Input for this task

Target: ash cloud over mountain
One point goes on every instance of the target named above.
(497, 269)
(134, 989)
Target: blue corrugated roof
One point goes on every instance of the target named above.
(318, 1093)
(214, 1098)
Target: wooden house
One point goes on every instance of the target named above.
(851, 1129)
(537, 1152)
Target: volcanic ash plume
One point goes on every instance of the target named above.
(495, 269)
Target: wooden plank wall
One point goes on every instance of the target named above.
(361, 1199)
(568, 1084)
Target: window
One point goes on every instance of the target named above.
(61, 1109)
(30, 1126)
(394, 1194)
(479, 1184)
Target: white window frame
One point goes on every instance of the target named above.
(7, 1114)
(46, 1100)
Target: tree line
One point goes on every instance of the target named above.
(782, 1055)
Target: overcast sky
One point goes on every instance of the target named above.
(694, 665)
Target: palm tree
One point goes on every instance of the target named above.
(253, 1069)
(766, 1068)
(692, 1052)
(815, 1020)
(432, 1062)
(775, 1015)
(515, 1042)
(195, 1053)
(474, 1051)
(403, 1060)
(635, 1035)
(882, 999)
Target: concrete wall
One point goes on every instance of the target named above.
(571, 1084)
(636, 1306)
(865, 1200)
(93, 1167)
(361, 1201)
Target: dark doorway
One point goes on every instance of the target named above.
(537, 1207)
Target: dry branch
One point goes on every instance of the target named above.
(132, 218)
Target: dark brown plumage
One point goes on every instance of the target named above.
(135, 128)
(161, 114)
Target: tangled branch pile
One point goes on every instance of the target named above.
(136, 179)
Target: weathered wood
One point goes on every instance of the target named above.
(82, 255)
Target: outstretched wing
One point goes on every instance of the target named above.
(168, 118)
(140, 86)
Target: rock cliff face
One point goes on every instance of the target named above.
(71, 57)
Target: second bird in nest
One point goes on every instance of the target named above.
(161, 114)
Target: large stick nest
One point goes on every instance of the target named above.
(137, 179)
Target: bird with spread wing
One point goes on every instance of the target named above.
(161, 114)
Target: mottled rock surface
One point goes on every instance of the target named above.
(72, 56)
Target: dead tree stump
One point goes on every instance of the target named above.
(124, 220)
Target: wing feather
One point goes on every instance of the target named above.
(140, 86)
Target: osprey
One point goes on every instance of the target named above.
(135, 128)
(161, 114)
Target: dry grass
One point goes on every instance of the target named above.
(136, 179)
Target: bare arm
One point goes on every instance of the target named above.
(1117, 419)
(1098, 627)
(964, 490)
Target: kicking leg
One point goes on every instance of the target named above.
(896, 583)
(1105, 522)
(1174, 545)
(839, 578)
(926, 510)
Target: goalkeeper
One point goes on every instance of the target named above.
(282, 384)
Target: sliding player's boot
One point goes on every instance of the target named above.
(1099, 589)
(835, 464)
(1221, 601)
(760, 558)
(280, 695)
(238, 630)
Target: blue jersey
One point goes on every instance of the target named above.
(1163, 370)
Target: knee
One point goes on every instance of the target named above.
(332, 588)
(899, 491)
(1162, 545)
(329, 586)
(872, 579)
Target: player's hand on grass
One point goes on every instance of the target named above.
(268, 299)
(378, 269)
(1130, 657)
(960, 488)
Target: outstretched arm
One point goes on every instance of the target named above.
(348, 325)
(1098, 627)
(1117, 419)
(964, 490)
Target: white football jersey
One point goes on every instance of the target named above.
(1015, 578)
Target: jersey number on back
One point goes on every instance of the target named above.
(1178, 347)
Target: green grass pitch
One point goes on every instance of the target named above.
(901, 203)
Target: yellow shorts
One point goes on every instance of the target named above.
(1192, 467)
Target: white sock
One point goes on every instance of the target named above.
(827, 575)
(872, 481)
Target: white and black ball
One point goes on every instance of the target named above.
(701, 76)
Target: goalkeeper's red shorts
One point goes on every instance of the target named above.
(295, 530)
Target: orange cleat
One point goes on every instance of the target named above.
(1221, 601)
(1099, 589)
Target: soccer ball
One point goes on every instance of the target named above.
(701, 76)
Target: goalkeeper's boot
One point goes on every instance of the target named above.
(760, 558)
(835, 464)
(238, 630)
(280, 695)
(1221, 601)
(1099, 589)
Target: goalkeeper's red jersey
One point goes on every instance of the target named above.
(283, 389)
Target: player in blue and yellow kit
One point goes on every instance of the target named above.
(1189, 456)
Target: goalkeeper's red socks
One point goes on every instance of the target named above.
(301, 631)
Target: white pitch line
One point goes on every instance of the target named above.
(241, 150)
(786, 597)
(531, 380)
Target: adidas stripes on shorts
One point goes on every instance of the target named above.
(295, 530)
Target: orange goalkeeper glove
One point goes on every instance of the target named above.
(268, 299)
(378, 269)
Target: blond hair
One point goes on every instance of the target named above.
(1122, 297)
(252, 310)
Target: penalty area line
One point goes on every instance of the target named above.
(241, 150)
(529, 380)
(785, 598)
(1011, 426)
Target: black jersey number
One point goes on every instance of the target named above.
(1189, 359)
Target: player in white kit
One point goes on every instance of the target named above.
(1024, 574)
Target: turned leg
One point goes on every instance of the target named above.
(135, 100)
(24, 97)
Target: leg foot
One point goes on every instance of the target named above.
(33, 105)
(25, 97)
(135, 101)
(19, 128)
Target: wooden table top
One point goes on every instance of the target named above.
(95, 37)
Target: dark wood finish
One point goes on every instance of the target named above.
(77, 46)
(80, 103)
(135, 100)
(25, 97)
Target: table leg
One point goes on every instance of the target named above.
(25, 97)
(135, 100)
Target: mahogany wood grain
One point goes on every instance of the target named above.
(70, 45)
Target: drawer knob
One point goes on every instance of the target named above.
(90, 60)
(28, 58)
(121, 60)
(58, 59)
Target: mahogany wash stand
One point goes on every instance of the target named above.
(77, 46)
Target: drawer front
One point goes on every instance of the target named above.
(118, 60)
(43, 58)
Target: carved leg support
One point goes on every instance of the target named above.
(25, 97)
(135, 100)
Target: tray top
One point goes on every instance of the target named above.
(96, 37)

Problem description
Retype the records that precede this task, keeping them exactly the same.

Full output
Target: ash cloud over mountain
One point goes on every instance of the target named above.
(497, 269)
(134, 989)
Target: blue corrugated roof
One point goes on every instance of the target named above.
(318, 1093)
(214, 1098)
Target: wooden house
One point goes on every instance of the target named above.
(851, 1129)
(537, 1152)
Target: volcanic ash plume
One point goes on every instance of the target named above.
(495, 269)
Target: wooden plank wall
One point goes on every instance of the target named above.
(361, 1199)
(568, 1084)
Target: window
One point goes on every instance of the target named above.
(61, 1109)
(30, 1126)
(394, 1194)
(479, 1184)
Target: white window frame
One point goes on every instance of the target named above.
(7, 1114)
(46, 1100)
Target: tree line
One point goes on every instance of the target named above.
(782, 1055)
Target: overcast sky
One point goes on every instance of the target named above.
(694, 665)
Target: palm tree
One point goes on every instance of the target named above.
(253, 1069)
(766, 1068)
(692, 1052)
(815, 1020)
(432, 1062)
(775, 1015)
(515, 1042)
(195, 1053)
(474, 1051)
(403, 1060)
(635, 1035)
(882, 999)
Target: concrete wall
One point goes on every instance of the target named above.
(571, 1084)
(636, 1306)
(865, 1200)
(93, 1167)
(361, 1201)
Target: dark doorway
One point goes on every instance of the target named above.
(537, 1207)
Target: dry branch
One point goes on every instance of the target named above.
(132, 218)
Target: dark brown plumage
One point goes on every instance of the target named above.
(135, 128)
(161, 114)
Target: tangled branch pile
One point goes on every instance of the target named above.
(136, 179)
Target: weathered wood
One point goes on every instance of the target named above.
(82, 255)
Target: outstretched wing
One point goes on every instance of the target named above.
(168, 118)
(140, 86)
Target: rock cliff face
One point goes on every instance of the target named above.
(71, 57)
Target: second bird in nest
One point goes on every instance of the target named above.
(161, 114)
Target: large stick nest
One point goes on every instance of the target named above.
(137, 179)
Target: bird with spread wing
One point goes on every instance of the target named above.
(161, 114)
Target: mottled rock surface
One point goes on every instance of the target named above.
(72, 56)
Target: dead tree stump
One point goes on every instance of the target named above.
(124, 220)
Target: wing feather
One point goes on every instance of the target named above.
(140, 86)
Target: osprey
One point goes on every instance of the target named above.
(135, 128)
(161, 114)
Target: dry grass
One point goes on every instance of the target named above.
(136, 179)
Target: bare arm
One point goes on every instance of the target named above.
(1117, 419)
(1098, 627)
(964, 490)
Target: kicking leg
One point goes on every instance of the target named above.
(896, 583)
(1105, 522)
(1174, 545)
(839, 578)
(926, 510)
Target: goalkeeper
One point goes on every instance of the target named above.
(282, 384)
Target: sliding player's boot
One point goes on every instance of the target named above.
(1099, 589)
(835, 464)
(1221, 601)
(760, 558)
(280, 695)
(238, 630)
Target: blue jersey
One point goes on every instance of the target named above.
(1163, 370)
Target: knee
One point goes on every instance of the target named above.
(332, 588)
(899, 491)
(1162, 545)
(329, 586)
(872, 579)
Target: player's hand on grass
One point goes on every instance of the target named above.
(268, 299)
(378, 269)
(1130, 657)
(960, 488)
Target: outstretched arm
One point goes on every instance of the target named above.
(348, 325)
(1098, 627)
(1117, 419)
(964, 490)
Target: white football jersey
One point goes on every instance of the target named above.
(1015, 578)
Target: jersey number on back
One point goes on every instance of the target named above.
(1178, 347)
Target: green grass pitch
One point goes on every instance of the target named above.
(901, 203)
Target: yellow shorts
One point goes on every instance of the target named above.
(1192, 467)
Target: white sock
One point goes on every instance of the target named above.
(827, 575)
(872, 481)
Target: white and black ball
One point goes on every instance of the target named above.
(701, 76)
Target: goalkeeper's red shorts
One point goes on every instance of the target named above.
(295, 530)
Target: orange cleat
One point goes on every instance of the target named above.
(1221, 601)
(1099, 589)
Target: soccer ball
One point goes on every instance of the target named above.
(701, 76)
Target: goalkeeper's boot
One point goes on every instance of the target named above.
(760, 558)
(835, 464)
(238, 630)
(280, 695)
(1221, 601)
(1099, 589)
Target: goalkeeper's red jersey
One point goes on every instance of the target named above.
(283, 389)
Target: player in blue and yellow kit
One point goes on every instance of the target named above.
(1189, 456)
Target: goalkeeper's red socks
One point goes on every instance of the target named above.
(301, 631)
Target: white pitch line
One point goes on every instance of the target named above.
(241, 150)
(786, 597)
(531, 380)
Target: adidas stripes on shorts
One point goes on every instance of the target named above.
(295, 530)
Target: orange goalkeeper glove
One point goes on every instance of the target named above.
(268, 299)
(378, 269)
Target: blond hair
One point goes on every instance of the target named above.
(1122, 297)
(252, 310)
Target: penalty area line
One point goes on every instance of the target named above.
(241, 150)
(529, 380)
(785, 598)
(1011, 426)
Target: black jersey number
One point goes on every instance of the target named above.
(1189, 359)
Target: player in white kit
One point goes on every instance of the target named above.
(1024, 574)
Target: turned leg
One point goes on every instance of the target named above.
(135, 100)
(24, 97)
Target: leg foot
One point goes on every instance of the target named above.
(33, 105)
(25, 97)
(135, 101)
(19, 128)
Target: wooden table top
One point goes on every instance of the target named above.
(95, 37)
Target: dark wood finish
One point goes on every instance of the target named above.
(77, 46)
(80, 103)
(135, 100)
(25, 97)
Target: table leg
One point goes on every instance of the target named above.
(25, 97)
(135, 100)
Target: mahogany wood grain
One point goes on every instance of the target named above.
(70, 45)
Target: drawer knob
One point goes on every instance of the target named above.
(90, 60)
(28, 58)
(121, 60)
(58, 59)
Target: mahogany wash stand
One point goes on every instance of the target named above.
(77, 46)
Target: drawer front
One point goes on every instance of the target named above.
(118, 60)
(43, 58)
Target: carved leg support
One point goes on every instance of the target named above.
(25, 97)
(135, 100)
Target: tray top
One point goes on every instance of the target named above.
(96, 37)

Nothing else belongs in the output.